● **TEXT SHOWN**:
The stark security entrance where students pass through metal detectors en route to class each morning at Uniondale High School will be transformed this weekend, when art students and volunteers team up with a world-renowned muralist to create a dramatic, color-filled, inspirational art space.
Organized by the New York chapter of the national nonprofit Project Color Corps, the idea is to use color — "optical optimism," the group calls it — to transform underserved neighborhoods, schools and locations through "color and patterns that impart positive messages of optimism and hope."
The nonprofit has undertaken 13 projects across the United States since being founded in 2011 by nationally known San Francisco-based designer Laura Guido-Clark. This is the first local project by the new New York chapter, which started in March 2020 — right at the onset of the pandemic.
"We hit COVID right at the exact time, so unfortunately we didn't have any projects for two years," New York chapter co-chair Cristina Ainslie said. "We're really excited about this project … This is where the kids go in and have to wait in line to pass through security, like when you're at the airport. It really is such a depressing space — and now we can give them something they can enjoy."
HOW THE UNIONDALE HIGH MURAL WILL BE DONE
A contractor will prep the walls Friday with students and other volunteers assisting muralist Magda Love painting the actual murals Saturday between 10 a.m. and 4 p.m.
Project Color Corps said the painters expect to use 8-to-10 different colors to render the two designs composed by Love.
The murals will include a range of plants, butterflies, birds, hearts and other renderings inspired by a pool of words suggested by students — a pool that includes words such as serene, snug, creative, safe, brightness, introspective, confident, earthy, risks, optimistic and good.
For more information on Project Color Corps visit projectcolorcorps.org.
Behr paints has donated supplies needed to paint what will be two murals — one covering a huge outdoor brick wall at the entrance, the other covering a long, low interior wall once inside. The total "canvas" covers a space 190 feet long and 9 1/2 feet high, officials said.

● **STUDY MATERIAL**:
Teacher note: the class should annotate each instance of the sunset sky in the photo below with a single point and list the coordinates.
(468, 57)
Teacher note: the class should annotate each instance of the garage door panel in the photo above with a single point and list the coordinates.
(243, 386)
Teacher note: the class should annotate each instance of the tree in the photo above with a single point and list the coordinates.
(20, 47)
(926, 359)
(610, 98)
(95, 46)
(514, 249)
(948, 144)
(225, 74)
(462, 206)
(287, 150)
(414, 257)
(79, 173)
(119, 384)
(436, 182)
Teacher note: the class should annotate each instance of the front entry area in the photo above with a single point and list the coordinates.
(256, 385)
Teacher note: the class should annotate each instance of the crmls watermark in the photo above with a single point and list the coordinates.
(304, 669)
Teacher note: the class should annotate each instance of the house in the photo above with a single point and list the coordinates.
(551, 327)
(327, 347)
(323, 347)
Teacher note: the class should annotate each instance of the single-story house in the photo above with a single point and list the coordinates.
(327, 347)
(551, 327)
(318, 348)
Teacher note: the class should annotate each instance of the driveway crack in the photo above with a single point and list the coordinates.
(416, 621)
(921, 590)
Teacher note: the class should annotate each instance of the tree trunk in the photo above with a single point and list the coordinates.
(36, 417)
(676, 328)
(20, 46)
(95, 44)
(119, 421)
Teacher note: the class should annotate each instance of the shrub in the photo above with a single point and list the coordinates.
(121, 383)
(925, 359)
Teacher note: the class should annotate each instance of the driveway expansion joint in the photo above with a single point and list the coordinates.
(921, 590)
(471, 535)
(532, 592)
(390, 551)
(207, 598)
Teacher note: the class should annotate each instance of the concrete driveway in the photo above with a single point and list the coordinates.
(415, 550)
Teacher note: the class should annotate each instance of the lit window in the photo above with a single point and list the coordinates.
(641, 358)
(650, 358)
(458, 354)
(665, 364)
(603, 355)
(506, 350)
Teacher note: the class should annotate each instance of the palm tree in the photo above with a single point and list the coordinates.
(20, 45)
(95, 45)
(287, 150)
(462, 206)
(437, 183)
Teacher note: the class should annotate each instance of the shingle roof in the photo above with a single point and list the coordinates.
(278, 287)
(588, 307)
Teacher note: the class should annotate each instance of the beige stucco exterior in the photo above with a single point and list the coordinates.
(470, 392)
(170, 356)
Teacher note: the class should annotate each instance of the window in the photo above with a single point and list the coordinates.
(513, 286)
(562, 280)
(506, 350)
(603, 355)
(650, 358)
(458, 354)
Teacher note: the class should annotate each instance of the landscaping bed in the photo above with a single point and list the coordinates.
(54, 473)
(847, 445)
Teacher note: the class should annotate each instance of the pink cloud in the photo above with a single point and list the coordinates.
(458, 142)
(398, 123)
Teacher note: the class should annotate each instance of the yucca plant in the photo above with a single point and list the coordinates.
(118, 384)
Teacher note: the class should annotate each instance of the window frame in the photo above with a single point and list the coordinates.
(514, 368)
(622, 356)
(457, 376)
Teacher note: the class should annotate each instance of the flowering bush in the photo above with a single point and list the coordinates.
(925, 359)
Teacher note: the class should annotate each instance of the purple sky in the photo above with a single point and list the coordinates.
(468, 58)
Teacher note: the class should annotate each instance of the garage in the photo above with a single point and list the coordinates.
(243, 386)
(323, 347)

● **PROBLEM TO SOLVE**:
Answer these questions from the article on the Uniondale High School mural:
(a) Who founded Project Color Corps, and in what year?
(b) Which company donated the painting supplies?
(c) During what hours on Saturday will the murals be painted?
The material isn't needed for this work.

● **SOLUTION**:
(a) Laura Guido-Clark, in 2011.
(b) Behr paints.
(c) From 10 a.m. to 4 p.m.